This section is from the book "Sporting Dogs. Their Points And Management In Health, And Disease", by Frank Townend Barton. Also available from Amazon: Sporting Dogs; Their Points and Management in Health and Disease.
Masters of Hounds and Sporting-dog men in particular, are nearly all acquainted with this troublesome complaint.
Where dogs are kenneled on damp or low-lying ground, there may we expect to find kennel lameness—a title under which it has been known for many and many a score of years.
A previous attack is a predisposing influence to its recurrence.
Rheumatism may be either acute or chronic.
Although not common in its acute form, the writer has treated dogs that could hardly bear anyone to enter—much less shake—the rooms where they have been kept, the slightest shake causing the dog to howl from the agony of pain so induced.
Under these circumstances, the diagnosis of rheumatism becomes a certainty, much more so than in its chronic condition, when confined to a limb, joint, etc.
The muscles of the chest—Chest-founder—and the neck, are commonly affected.
Stiffness and difficulty in moving—the dog often suddenly howling from pain—are the chief signs. There is not much (if any) swelling in this complaint, as it occurs in the dog.
The shifting character of rheumatism is a great aid to diagnosis.
Keep dog in a dry and warm kennel.
Don't wash, especially in winter.
Give soda water to drink.
For the chronic manifestation of the affection, administer 5 grains of iodide of potash night and morning.
Open bowls with a purgative.
If acute, 20 grains of salicylate of soda every eight hours in a tablespoonful of water.
Rub the muscles with some stimulating liniment, such as white oil, belladonna, or aconite liniments.
Feed on soft food and nurse dog well.
Many cases of rheumatism never get any better, the dog remaining a confirmed cripple, though worse in damp weather.

[Set of tasks]:
1. Do the following statements agree with the rheumatism excerpt? Answer yes or no for each, quoting the words of the excerpt that decide it. (a) Rheumatism in dogs is common in its acute form. (b) A dog that has had rheumatism before is more likely to get it again. (c) Marked swelling is one of the chief signs of the complaint in the dog.
2. Print the rheumatism excerpt from "Rheumatism may be" up to and including "in the dog.".
The data that follow come from a separate source and are unrelated to the rheumatism excerpt.

[Information shown]:
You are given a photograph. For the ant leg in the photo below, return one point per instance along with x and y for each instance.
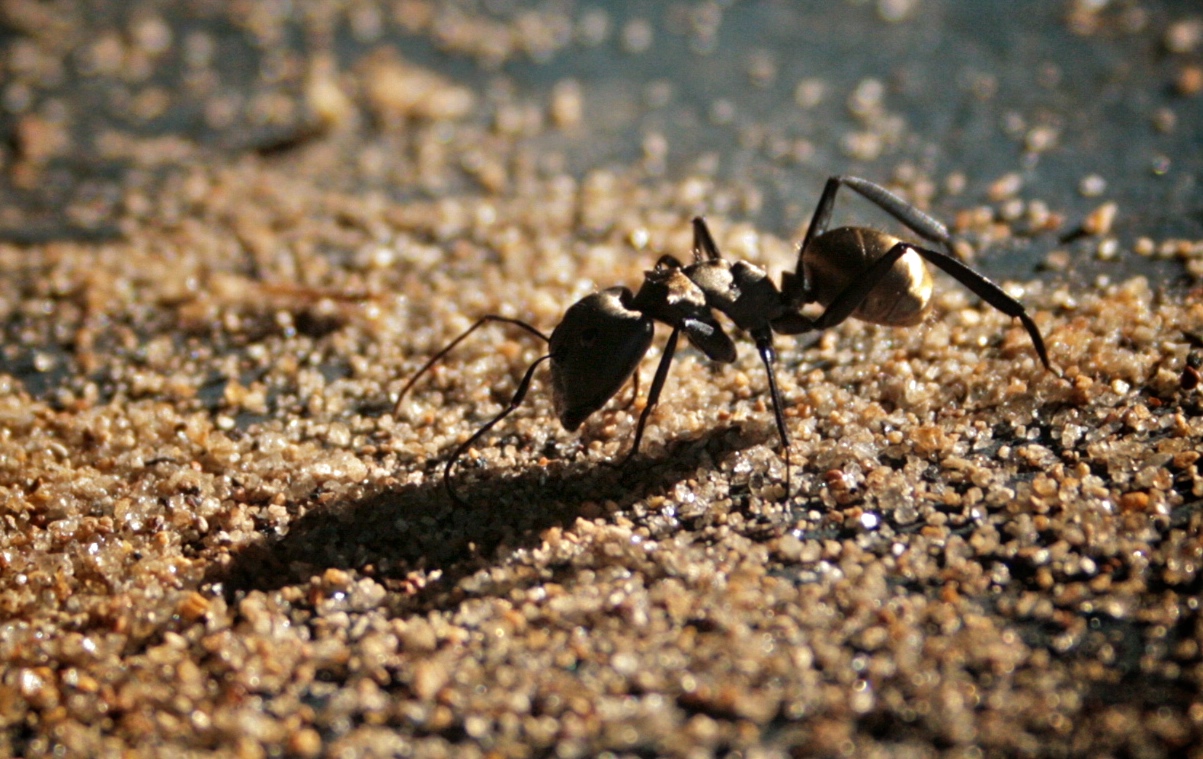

[Exercise results]:
1.
(a) No: "Although not common in its acute form"
(b) Yes: "A previous attack is a predisposing influence to its recurrence."
(c) No: "There is not much (if any) swelling in this complaint, as it occurs in the dog."

2.
Rheumatism may be either acute or chronic.
Although not common in its acute form, the writer has treated dogs that could hardly bear anyone to enter—much less shake—the rooms where they have been kept, the slightest shake causing the dog to howl from the agony of pain so induced.
Under these circumstances, the diagnosis of rheumatism becomes a certainty, much more so than in its chronic condition, when confined to a limb, joint, etc.
The muscles of the chest—Chest-founder—and the neck, are commonly affected.
Stiffness and difficulty in moving—the dog often suddenly howling from pain—are the chief signs. There is not much (if any) swelling in this complaint, as it occurs in the dog.